(Stored dataset items)
━━━━━━━━━━━━━━━━
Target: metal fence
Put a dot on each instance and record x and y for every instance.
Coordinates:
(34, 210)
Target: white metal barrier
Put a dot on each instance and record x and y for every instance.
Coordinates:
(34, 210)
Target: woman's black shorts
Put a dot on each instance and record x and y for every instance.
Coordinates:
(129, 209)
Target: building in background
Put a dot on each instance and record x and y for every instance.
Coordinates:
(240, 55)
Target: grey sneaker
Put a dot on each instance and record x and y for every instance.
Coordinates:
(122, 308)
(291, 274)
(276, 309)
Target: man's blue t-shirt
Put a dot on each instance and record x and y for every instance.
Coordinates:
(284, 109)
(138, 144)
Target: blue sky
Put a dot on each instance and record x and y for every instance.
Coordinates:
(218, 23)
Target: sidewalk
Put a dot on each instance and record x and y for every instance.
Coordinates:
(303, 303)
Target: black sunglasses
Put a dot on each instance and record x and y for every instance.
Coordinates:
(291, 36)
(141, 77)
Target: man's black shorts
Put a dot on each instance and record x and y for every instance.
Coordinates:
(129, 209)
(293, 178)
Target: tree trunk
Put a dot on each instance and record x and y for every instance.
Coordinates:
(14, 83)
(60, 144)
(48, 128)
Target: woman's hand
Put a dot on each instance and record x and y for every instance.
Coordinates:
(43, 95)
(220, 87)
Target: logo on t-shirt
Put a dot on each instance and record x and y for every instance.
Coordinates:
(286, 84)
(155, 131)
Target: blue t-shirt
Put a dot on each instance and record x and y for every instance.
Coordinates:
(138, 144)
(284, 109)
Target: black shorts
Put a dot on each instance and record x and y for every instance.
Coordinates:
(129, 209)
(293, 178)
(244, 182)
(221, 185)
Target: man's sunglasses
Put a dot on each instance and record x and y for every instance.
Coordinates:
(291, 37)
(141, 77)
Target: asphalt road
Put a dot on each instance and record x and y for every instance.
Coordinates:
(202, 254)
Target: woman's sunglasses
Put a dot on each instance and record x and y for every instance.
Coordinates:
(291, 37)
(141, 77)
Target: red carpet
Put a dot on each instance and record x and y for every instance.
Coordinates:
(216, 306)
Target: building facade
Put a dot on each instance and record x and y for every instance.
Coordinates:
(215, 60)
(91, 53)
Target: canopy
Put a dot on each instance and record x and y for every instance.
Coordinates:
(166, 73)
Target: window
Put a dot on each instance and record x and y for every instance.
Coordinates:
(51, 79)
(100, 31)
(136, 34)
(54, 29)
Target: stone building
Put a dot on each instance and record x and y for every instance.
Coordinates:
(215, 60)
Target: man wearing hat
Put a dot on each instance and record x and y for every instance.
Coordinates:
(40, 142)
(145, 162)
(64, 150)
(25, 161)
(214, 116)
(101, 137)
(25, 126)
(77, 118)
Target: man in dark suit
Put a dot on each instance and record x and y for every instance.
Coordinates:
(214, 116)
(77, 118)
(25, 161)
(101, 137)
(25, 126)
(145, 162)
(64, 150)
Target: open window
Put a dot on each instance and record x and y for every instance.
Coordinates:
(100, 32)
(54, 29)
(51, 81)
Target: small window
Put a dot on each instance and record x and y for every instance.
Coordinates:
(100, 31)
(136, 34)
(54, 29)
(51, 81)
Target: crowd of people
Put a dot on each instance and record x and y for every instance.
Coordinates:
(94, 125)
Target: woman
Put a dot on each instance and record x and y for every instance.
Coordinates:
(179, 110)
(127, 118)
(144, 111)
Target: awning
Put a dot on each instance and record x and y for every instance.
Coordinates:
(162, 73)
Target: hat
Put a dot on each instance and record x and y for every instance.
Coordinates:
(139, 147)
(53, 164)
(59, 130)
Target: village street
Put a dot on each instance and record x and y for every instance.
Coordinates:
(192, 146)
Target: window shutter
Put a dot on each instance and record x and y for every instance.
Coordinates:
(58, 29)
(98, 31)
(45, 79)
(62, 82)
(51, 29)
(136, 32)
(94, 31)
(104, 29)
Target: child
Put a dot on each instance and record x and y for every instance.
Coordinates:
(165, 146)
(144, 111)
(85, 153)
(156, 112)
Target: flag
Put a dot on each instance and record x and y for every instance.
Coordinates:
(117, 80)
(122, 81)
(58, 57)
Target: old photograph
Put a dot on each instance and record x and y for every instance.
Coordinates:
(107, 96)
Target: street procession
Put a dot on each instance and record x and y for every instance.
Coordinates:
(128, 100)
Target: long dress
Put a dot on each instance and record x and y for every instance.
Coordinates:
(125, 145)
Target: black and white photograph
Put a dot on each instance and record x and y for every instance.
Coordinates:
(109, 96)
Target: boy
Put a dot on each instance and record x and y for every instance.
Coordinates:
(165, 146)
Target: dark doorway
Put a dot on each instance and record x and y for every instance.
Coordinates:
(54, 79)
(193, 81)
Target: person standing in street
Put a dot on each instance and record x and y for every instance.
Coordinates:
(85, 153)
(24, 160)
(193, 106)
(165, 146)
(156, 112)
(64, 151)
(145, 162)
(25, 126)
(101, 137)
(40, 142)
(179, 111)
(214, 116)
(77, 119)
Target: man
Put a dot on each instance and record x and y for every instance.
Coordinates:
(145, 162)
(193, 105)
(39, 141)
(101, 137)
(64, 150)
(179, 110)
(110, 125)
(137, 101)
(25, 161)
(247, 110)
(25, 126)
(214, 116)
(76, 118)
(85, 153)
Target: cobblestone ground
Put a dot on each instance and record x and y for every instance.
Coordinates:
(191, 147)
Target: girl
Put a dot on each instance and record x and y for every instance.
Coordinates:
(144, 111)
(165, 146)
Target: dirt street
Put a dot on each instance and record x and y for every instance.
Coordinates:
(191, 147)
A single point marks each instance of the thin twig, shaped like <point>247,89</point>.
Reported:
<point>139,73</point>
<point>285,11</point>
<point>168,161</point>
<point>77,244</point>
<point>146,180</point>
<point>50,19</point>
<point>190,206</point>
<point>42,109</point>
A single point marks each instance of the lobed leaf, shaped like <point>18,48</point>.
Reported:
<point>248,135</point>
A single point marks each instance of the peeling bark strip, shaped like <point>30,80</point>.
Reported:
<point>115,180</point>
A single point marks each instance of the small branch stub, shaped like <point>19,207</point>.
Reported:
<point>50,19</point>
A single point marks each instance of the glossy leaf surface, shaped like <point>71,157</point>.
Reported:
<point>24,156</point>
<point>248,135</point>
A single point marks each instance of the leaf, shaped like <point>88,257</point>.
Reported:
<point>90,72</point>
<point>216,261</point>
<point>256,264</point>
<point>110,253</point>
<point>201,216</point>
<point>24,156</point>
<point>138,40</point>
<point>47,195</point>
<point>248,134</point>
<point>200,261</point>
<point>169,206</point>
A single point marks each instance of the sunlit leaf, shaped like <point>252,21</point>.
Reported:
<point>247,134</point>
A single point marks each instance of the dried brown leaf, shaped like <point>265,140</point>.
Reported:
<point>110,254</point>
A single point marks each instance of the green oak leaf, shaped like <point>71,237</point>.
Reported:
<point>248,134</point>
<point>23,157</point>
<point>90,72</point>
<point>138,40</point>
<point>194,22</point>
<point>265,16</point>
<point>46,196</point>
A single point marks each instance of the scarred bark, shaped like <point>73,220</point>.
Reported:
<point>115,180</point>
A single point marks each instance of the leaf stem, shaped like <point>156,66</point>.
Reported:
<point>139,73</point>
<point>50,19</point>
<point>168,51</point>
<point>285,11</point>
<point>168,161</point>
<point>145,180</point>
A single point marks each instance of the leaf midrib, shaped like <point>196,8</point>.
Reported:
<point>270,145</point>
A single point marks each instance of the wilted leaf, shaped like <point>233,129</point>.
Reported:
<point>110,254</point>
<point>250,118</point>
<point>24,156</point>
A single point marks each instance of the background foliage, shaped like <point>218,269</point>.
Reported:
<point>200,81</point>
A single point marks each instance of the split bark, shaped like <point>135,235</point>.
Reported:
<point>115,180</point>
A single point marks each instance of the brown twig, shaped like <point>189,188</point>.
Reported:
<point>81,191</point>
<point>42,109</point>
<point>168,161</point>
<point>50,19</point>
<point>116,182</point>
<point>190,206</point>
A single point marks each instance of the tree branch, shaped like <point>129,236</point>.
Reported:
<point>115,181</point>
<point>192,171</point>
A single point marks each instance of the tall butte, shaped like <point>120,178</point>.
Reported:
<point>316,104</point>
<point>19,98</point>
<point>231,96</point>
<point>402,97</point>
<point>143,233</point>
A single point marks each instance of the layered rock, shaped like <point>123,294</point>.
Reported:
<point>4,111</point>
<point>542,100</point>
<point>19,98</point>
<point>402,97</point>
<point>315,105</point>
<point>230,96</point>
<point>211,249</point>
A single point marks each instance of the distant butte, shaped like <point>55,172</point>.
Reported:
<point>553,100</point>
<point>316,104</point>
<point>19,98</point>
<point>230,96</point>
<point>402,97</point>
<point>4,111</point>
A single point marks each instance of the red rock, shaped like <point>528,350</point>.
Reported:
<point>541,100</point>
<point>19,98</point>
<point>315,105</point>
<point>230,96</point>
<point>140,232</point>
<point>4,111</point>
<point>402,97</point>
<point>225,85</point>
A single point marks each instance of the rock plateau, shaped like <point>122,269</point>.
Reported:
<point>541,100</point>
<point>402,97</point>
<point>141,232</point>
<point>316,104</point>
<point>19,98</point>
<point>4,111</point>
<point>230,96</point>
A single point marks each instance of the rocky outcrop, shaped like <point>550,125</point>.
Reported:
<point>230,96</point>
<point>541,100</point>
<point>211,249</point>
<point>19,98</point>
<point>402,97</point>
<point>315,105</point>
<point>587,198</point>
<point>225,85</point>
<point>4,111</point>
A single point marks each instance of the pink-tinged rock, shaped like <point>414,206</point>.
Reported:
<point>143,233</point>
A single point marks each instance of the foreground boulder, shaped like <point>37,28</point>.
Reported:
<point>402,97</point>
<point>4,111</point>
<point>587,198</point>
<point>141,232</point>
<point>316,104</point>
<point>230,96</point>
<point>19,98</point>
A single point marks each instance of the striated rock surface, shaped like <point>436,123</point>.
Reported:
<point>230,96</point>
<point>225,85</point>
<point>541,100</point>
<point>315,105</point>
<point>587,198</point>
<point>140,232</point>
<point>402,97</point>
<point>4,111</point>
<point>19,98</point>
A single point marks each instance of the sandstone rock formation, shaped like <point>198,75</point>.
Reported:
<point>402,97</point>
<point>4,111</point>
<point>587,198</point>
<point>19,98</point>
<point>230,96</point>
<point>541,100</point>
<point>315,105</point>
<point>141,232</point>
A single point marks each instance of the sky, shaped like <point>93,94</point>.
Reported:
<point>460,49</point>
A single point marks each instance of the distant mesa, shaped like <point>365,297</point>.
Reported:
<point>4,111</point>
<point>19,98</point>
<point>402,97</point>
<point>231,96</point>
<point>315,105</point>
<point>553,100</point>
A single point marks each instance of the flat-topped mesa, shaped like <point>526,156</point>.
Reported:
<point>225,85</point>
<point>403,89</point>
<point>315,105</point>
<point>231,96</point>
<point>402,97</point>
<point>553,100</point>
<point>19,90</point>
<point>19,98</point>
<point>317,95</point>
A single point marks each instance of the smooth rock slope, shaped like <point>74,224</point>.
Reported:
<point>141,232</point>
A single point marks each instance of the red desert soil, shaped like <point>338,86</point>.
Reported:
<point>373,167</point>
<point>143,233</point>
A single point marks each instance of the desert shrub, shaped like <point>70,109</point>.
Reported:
━━━━━━━━━━━━━━━━
* **Required task**:
Carry over every line from the one containing "A single point marks each instance of the smooth" through the end of the records, inclusive, keeping the requests. Add 77 to both coordinates of each answer point, and leave the coordinates inside the requests unchanged.

* **Task output**:
A single point marks each instance of the smooth rock slope, shaped like <point>74,224</point>.
Reported:
<point>218,309</point>
A single point marks each instance of the red desert soil, shaped like <point>338,86</point>.
Reported:
<point>450,244</point>
<point>220,310</point>
A single point marks each instance of the desert shrub, shaped like <point>70,109</point>.
Reported:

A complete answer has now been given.